▸ **PROBLEM STATEMENT**
Could you copy out the stretch from the start of the records through the line containing "0,93 -> 141,223", requests included, shifting every coordinate in the answers up by 126 and leaving the numbers in the requests unchanged?

▸ **Records of labeled boxes**
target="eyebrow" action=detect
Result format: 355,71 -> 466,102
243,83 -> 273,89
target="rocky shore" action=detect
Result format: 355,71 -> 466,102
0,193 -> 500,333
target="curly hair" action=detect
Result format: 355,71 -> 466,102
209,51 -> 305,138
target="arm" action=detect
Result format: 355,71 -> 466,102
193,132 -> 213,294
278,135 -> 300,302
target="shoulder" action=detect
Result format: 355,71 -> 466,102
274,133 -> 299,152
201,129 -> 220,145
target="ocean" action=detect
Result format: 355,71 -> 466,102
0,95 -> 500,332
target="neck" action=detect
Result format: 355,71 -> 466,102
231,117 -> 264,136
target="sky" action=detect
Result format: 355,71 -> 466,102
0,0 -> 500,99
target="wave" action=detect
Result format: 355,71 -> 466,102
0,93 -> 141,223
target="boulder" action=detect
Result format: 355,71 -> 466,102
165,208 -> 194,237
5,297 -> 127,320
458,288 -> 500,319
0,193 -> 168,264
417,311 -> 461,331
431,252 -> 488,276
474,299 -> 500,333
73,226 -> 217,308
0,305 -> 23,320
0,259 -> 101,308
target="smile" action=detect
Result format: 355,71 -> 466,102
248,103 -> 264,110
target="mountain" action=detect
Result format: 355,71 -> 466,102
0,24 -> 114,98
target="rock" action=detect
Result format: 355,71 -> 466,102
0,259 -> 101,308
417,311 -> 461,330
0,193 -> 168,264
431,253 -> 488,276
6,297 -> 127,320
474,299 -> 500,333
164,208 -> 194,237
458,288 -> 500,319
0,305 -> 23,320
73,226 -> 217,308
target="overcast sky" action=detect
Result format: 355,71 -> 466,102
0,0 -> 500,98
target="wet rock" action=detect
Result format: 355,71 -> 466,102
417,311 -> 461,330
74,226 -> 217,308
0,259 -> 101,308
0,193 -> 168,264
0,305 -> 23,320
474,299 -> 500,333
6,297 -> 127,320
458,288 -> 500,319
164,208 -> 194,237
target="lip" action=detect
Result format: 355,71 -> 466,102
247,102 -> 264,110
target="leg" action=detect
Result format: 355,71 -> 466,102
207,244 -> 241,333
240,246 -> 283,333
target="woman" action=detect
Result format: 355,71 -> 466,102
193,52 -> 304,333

▸ **FULL RESPONSE**
target="eyebrow" action=detect
Result format: 355,71 -> 466,102
369,209 -> 399,215
target="rocky shore" action=detect
Result format: 355,71 -> 466,102
126,319 -> 626,459
target="curly hair" action=detect
Result format: 355,71 -> 466,102
335,177 -> 431,264
target="arm" action=detect
Result format: 355,71 -> 466,102
319,258 -> 339,420
404,261 -> 426,428
target="shoulder" action=detect
Result format: 355,71 -> 466,102
400,259 -> 425,278
327,255 -> 346,271
target="ocean" action=detect
Result format: 355,71 -> 466,102
126,221 -> 626,458
target="neck" action=detect
Result format: 355,71 -> 466,102
357,243 -> 390,262
target="sky" action=detect
Result format: 355,71 -> 466,102
126,126 -> 626,225
target="wave" action=detect
Result format: 355,71 -> 466,102
126,219 -> 267,349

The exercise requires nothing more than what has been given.